#### [LIST OF TASKS]
1. In the Helicobacter pylori abstract, how many modules make up the multiscale model?
2. Please continue the Helicobacter pylori abstract from where it stops.

#### [EXTRACTED TEXT]
-*-
Background: Helicobacter Pylori (HP) is the most common risk factor for gastric cancer. Nearly half the world's population is infected with HP, but only a small percentage of those develop significant pathology. The bacteria itself does not directly cause cancer; rather it promotes an environment that is conducive to tumor formation. Upon infection, HP induces transcriptional changes in the host, leading to enhanced proliferation and host immune response. In addition, HP causes direct damage to gastric epithelial cells.
Results: We present a multiscale mechanistic model of HP induced changes. The model includes four modules representing the host transcriptional changes in response to infection, gastric atrophy, the Hedgehog pathway response, and the restriction point that controls cell cycle. This model was able to recapture a number of literature reported observations and was used as an "in silico" representation of the biological system for further analysis. Dynamical analysis of the model revealed that HP might induce the activation of multiple interplayed positive feedbacks, which in turn might result in a "ratchet ladder" system that promotes a unidirectional progression of gastric disease.
-*-
#### [INFORMATION]
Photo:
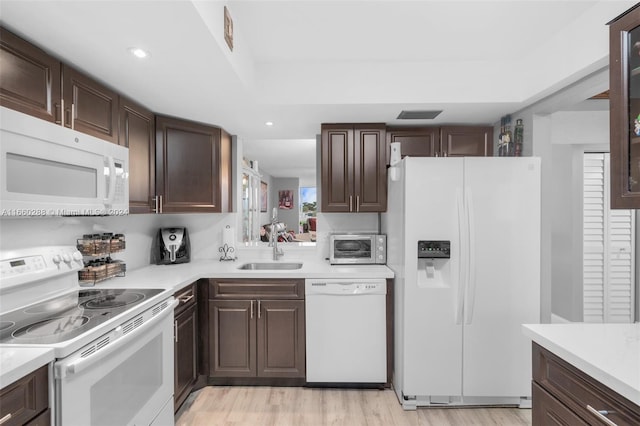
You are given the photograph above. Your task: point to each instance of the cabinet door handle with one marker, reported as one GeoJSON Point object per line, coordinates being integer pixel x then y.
{"type": "Point", "coordinates": [185, 299]}
{"type": "Point", "coordinates": [601, 415]}
{"type": "Point", "coordinates": [58, 118]}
-*-
#### [ANSWERS PER TASK]
1. Four.

2.
Conclusions: The current multiscale model is able to recapitulate the observed experimental features of HP host interactions and provides dynamic insights on the epidemiologically observed heterogeneity in disease progression. This model provides a solid framework that can be further expanded and validated to include additional experimental evidence, to understand the complex multi-pathway interactions characterizing HP infection, and to design novel treatment protocols for HP induced diseases.